__WHAT IS NEEDED__
Copy the items below word for word, beginning with the line that contains "[segment] fallen dry leaf" and continuing through the last line of the items.

(Picture annotation records)
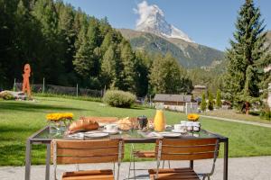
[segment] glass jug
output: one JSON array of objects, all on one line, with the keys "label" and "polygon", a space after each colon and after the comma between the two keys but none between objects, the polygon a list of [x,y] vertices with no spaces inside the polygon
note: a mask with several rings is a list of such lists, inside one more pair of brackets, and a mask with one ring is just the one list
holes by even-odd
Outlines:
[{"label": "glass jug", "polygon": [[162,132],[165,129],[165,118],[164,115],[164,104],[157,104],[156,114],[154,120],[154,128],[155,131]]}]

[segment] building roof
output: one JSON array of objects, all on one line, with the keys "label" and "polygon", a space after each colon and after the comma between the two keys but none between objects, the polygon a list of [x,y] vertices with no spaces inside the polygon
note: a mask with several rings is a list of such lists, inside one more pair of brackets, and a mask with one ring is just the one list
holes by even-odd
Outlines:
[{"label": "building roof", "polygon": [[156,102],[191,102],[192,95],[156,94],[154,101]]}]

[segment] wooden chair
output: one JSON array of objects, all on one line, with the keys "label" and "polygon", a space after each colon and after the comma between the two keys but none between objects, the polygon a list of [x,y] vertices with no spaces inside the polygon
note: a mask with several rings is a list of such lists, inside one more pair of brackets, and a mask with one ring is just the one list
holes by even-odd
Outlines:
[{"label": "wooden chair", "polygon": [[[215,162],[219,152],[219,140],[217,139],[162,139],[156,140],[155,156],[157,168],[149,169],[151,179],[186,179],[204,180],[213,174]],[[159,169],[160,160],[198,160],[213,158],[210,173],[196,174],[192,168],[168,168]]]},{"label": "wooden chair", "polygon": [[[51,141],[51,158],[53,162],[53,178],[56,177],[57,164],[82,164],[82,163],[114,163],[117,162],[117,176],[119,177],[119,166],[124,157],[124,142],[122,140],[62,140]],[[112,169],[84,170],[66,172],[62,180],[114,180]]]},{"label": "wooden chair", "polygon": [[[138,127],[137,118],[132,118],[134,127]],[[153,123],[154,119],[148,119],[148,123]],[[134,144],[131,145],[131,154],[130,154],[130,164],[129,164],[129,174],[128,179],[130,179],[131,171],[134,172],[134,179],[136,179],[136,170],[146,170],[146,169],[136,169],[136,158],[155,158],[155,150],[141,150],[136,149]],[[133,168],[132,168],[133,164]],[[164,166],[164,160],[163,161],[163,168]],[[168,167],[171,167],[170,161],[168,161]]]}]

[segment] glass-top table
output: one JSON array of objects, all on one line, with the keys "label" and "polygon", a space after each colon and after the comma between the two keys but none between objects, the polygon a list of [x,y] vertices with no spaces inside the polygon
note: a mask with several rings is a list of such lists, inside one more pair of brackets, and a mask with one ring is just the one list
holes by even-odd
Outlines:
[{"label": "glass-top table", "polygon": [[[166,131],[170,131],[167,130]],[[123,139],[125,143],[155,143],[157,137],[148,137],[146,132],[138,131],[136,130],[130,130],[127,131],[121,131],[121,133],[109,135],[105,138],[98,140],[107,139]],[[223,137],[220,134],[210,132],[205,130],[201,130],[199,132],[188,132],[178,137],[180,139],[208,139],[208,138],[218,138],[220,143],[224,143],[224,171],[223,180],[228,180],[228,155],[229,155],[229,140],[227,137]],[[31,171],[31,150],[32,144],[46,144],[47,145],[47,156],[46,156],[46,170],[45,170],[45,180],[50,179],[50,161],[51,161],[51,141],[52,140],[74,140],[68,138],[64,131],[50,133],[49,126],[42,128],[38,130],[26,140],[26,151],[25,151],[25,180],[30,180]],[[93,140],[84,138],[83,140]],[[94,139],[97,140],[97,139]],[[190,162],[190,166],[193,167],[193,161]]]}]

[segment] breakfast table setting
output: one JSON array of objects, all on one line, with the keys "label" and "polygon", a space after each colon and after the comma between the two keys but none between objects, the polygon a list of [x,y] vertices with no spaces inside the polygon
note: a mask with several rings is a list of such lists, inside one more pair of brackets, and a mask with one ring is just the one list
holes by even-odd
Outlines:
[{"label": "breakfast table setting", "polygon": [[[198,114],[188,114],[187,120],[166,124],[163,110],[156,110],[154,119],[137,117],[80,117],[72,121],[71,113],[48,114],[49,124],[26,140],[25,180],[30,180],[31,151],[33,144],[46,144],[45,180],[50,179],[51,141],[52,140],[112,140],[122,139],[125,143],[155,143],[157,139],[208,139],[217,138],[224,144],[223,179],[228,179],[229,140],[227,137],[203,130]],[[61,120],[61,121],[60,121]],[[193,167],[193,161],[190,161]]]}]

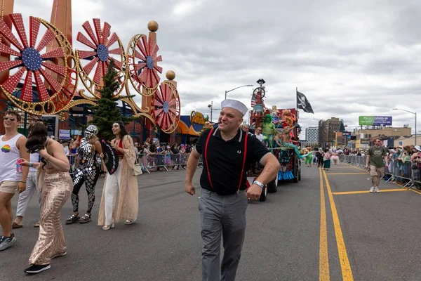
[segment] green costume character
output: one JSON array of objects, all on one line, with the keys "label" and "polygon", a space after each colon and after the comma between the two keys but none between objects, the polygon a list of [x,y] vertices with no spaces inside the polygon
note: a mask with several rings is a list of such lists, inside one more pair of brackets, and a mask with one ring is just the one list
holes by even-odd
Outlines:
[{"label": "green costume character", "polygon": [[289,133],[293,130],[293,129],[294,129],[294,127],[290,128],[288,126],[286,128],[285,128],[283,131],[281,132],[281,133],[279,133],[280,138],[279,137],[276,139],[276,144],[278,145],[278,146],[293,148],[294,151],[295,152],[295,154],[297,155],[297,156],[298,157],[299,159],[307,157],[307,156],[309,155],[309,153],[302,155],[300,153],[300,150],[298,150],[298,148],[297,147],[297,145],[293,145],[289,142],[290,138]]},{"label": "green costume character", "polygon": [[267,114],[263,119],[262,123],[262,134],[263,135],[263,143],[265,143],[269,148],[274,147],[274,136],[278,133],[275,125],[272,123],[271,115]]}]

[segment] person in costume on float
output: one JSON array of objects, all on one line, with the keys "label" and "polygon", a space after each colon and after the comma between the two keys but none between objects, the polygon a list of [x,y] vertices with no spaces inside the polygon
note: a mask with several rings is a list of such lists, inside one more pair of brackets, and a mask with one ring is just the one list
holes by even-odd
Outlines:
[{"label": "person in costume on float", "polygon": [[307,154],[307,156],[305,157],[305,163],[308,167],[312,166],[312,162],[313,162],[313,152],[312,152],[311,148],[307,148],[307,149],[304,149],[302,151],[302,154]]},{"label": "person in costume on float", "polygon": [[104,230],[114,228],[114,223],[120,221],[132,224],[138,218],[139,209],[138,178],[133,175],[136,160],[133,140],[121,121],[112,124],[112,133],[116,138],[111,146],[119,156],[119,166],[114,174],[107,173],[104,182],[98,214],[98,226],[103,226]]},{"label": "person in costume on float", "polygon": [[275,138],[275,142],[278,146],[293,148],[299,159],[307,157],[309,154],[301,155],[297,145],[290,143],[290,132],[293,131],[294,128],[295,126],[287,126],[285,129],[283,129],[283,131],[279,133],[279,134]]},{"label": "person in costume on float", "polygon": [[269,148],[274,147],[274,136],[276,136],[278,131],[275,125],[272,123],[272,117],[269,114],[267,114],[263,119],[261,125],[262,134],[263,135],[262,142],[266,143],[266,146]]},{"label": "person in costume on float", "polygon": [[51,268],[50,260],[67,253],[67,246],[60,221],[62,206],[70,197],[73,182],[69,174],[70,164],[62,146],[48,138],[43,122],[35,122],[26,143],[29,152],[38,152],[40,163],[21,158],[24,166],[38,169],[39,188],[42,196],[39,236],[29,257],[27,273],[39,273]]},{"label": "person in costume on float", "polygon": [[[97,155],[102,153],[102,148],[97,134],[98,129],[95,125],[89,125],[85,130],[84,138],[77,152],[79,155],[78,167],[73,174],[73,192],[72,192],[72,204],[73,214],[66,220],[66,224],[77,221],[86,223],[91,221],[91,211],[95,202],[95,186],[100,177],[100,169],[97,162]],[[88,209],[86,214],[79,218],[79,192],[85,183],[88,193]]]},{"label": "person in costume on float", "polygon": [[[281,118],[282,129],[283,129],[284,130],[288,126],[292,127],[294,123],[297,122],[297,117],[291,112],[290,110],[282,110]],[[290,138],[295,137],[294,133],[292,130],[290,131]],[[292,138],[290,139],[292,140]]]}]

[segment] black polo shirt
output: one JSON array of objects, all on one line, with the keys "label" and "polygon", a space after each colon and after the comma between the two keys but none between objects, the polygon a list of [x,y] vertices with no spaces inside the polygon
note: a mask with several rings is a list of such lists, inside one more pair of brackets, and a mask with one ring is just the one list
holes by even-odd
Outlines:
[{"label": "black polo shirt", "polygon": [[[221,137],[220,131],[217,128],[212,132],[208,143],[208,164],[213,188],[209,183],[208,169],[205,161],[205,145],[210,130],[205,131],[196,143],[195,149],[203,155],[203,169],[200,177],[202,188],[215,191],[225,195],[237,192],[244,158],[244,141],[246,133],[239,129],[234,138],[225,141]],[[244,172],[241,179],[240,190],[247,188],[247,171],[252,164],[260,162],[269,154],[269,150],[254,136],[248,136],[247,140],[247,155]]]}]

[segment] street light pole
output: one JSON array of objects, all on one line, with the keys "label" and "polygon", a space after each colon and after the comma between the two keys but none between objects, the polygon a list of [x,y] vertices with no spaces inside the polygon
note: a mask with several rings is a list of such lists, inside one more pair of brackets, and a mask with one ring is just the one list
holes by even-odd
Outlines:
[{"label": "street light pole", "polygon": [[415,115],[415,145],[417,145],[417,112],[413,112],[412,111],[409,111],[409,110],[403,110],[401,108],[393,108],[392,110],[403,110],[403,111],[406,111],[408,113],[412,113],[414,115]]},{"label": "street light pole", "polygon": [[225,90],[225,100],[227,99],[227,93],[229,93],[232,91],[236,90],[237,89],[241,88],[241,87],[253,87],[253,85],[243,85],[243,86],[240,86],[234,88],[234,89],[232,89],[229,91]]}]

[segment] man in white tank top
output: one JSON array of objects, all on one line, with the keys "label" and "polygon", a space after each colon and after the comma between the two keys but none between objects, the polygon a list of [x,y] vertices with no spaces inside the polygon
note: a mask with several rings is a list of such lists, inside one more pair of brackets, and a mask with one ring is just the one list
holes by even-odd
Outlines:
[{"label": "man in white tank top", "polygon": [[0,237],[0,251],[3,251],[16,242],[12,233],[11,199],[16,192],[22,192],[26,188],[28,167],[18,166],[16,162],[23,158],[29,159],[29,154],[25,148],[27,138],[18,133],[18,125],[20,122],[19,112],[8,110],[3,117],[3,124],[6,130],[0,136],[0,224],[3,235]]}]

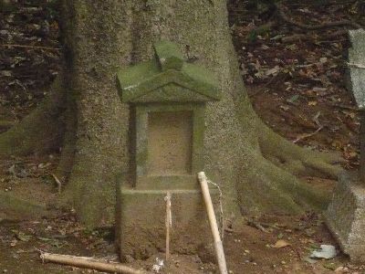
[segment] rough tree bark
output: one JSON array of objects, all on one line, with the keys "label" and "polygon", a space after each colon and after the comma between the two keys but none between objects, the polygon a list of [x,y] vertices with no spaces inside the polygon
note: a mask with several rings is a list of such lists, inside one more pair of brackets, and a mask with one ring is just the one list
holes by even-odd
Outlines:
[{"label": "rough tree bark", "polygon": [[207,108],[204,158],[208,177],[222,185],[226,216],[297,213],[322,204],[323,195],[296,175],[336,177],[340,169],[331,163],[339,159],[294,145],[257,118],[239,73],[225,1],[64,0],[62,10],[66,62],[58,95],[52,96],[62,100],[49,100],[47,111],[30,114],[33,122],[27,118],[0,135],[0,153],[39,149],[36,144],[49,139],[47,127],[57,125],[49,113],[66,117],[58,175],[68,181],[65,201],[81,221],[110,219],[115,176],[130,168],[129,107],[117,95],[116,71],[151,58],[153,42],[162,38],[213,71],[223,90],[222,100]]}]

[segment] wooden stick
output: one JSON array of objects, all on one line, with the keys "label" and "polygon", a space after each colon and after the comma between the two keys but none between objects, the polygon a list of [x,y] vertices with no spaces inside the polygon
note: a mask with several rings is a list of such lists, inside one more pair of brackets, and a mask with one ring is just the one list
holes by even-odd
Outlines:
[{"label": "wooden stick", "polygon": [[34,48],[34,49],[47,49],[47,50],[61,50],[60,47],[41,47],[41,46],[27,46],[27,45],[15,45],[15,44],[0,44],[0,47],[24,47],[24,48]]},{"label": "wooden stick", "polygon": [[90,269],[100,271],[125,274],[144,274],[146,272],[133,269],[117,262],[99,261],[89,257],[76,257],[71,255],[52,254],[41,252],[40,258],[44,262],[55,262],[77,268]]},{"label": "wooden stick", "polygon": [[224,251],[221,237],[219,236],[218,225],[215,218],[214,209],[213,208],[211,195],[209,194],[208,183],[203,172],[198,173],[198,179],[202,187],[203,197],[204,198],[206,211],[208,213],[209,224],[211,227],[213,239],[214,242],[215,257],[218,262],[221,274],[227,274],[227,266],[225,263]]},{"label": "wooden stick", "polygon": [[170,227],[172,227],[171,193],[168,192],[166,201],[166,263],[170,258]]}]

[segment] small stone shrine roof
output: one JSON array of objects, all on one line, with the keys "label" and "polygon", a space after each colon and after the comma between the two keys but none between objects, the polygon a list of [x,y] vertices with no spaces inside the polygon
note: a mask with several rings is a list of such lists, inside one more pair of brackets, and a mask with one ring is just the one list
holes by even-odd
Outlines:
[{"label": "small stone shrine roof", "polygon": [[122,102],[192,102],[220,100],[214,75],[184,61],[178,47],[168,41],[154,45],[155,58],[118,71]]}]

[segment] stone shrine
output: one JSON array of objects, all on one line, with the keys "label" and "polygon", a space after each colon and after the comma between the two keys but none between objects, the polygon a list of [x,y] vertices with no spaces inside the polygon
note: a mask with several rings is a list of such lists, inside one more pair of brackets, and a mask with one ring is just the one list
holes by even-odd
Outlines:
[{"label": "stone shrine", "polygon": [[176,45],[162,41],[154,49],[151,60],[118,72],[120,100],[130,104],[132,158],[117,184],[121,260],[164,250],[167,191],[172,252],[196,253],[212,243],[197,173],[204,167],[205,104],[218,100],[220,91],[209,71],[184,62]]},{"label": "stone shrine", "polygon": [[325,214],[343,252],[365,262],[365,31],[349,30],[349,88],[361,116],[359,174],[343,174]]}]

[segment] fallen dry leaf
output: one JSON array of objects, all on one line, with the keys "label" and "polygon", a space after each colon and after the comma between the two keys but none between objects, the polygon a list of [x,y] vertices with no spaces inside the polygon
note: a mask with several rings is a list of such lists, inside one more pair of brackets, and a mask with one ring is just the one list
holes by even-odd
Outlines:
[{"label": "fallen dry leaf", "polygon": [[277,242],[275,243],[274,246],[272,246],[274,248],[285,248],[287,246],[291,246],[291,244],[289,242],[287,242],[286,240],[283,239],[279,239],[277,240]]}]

__RESPONSE BELOW__
[segment] fallen dry leaf
output: one JSON array of objects, all on one line, with the keys "label" and "polygon", a space after each colon and after the comma between the two keys but none between objects, the polygon a list of [x,y] vertices with no spaces inside the polygon
note: a mask with several rings is a list of such lists, inside one more pair of brackets, and a mask with one ring is just the one list
holes by even-odd
Outlines:
[{"label": "fallen dry leaf", "polygon": [[277,242],[275,243],[274,246],[272,246],[274,248],[285,248],[287,246],[291,246],[291,244],[289,242],[287,242],[286,240],[283,239],[279,239],[277,240]]}]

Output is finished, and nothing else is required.